September 2014 Premier Product Spotlight - Premier 75' Depressed Flat Car w/Transformer

Available Items

20-98987

75' Depressed Flat Car w/Transformer
  • Pennsylvania

20-98988

75' Depressed Flat Car w/Transformer
  • Pittsburgh & Lake Erie

20-98989

75' Depressed Flat Car w/Transformer
  • TTX

For transporting large or heavy items over land, nothing beats a railroad flat car. No wonder that manufacturers use flat cars to ship products or sub-assemblies ranging from transformers to airliner fuselages to heavy construction and mining equipment.

But how big is too big? That is determined by a railroad’s loading gauge, which defines the maximum height and width of rolling stock and engines. Great Britain, the birthplace of railroading, has one of the smallest loading gauges because so much of its network has bridges and tunnels built in the mid-1800s, when trains were smaller. In the US, older, more urban eastern roads tend to have smaller loading gauges than western roads that traverse wide-open spaces. That’s why, for example, 1950s-era vista-dome passenger cars were common on western railroads but rare in the east.

Today the Association of American Railroads (AAR) defines loading gauges in terms of Plate designations from B to K, with the Plate C height of 15’6” being the most common. The tallest North American loading gauges are the Plate H requirement for double-stack container cars and the Plate K requirement for Autoracks, both 20’2”.

● PROVIDED RECORDS

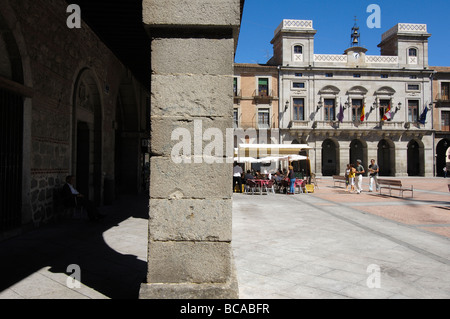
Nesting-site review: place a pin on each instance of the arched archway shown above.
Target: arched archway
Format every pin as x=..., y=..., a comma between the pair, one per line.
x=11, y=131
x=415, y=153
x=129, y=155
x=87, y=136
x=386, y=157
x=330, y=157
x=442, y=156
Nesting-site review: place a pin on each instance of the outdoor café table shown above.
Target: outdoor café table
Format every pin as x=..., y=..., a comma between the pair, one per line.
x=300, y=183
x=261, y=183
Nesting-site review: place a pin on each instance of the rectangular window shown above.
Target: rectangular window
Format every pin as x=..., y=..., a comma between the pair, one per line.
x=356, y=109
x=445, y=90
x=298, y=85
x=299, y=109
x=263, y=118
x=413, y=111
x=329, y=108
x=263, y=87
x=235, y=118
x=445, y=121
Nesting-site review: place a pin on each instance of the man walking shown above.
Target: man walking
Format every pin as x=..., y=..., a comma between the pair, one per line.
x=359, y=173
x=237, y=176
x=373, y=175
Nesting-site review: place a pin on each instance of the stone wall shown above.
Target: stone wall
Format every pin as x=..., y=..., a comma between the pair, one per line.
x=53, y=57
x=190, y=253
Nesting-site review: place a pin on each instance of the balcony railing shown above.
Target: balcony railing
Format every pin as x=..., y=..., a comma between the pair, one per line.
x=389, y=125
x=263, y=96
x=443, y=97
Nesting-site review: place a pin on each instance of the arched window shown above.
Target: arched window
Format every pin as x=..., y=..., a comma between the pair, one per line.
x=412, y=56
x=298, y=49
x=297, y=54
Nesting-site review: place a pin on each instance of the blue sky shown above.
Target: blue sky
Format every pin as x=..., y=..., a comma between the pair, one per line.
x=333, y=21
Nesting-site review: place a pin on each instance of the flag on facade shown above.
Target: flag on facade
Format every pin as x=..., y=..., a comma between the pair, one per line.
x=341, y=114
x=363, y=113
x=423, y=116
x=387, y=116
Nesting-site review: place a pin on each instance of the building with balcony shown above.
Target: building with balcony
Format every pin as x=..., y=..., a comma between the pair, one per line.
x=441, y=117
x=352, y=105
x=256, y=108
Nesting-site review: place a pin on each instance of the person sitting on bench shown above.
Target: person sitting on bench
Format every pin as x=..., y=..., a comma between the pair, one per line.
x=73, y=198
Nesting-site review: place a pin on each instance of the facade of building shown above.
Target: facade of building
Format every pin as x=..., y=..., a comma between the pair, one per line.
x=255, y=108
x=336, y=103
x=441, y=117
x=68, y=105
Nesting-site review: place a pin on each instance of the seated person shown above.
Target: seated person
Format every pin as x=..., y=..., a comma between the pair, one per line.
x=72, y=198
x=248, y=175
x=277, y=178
==
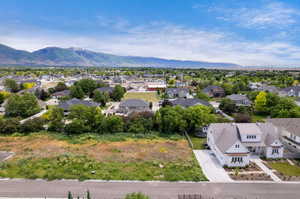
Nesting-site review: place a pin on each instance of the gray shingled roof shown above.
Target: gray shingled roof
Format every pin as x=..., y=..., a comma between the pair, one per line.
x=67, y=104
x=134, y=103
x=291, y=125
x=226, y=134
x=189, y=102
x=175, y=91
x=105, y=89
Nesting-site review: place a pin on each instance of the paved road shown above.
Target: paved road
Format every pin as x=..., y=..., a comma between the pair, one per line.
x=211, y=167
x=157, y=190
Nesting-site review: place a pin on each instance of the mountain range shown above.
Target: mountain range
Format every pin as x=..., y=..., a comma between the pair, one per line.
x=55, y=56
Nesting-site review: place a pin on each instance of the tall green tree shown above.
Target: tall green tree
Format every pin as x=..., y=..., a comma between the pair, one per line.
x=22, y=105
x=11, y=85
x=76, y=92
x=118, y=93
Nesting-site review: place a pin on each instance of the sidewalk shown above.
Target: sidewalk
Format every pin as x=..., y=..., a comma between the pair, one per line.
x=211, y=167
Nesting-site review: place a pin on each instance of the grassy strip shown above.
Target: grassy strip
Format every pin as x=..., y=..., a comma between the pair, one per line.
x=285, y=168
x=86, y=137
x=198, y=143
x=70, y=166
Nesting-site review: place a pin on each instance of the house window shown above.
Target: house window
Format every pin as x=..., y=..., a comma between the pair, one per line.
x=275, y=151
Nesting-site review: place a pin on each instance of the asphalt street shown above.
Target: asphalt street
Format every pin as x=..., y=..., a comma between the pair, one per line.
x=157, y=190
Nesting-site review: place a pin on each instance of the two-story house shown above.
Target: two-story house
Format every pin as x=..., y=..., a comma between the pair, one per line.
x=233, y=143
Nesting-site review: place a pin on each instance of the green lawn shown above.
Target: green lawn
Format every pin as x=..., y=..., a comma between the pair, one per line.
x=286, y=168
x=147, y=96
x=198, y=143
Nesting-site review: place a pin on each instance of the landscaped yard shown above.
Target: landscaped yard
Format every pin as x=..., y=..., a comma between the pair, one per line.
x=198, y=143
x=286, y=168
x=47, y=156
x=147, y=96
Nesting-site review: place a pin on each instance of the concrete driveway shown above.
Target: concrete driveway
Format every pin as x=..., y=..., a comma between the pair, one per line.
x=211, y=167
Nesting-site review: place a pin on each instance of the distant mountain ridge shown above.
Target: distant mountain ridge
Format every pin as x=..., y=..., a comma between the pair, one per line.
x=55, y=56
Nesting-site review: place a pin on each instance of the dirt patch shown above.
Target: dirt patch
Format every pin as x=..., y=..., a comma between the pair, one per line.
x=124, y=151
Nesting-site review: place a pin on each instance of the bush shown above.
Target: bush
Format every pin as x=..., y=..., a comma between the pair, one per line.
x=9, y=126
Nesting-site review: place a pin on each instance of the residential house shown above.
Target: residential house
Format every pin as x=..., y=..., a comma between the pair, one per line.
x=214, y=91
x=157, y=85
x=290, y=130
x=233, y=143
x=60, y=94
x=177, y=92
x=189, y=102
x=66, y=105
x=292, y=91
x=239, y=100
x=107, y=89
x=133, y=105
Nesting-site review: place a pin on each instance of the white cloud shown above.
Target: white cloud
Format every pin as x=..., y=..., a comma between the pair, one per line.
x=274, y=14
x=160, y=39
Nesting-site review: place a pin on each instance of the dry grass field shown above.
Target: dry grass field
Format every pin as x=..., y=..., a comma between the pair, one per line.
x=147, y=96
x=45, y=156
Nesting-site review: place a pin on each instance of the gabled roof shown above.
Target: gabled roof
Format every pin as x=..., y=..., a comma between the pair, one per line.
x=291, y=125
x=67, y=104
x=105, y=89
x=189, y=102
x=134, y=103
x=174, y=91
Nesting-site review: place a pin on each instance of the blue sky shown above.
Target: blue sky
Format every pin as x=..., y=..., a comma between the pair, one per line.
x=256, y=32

● SHORT PROBLEM A
According to the flat car spotlight, which Plate designation is the most common, and what height does it set?
● SHORT PROBLEM B
Copy the flat car spotlight word for word from "For transporting large" to "in the east.".

● FINAL RESULT A
Plate C, with a height of 15’6”.

● FINAL RESULT B
For transporting large or heavy items over land, nothing beats a railroad flat car. No wonder that manufacturers use flat cars to ship products or sub-assemblies ranging from transformers to airliner fuselages to heavy construction and mining equipment.

But how big is too big? That is determined by a railroad’s loading gauge, which defines the maximum height and width of rolling stock and engines. Great Britain, the birthplace of railroading, has one of the smallest loading gauges because so much of its network has bridges and tunnels built in the mid-1800s, when trains were smaller. In the US, older, more urban eastern roads tend to have smaller loading gauges than western roads that traverse wide-open spaces. That’s why, for example, 1950s-era vista-dome passenger cars were common on western railroads but rare in the east.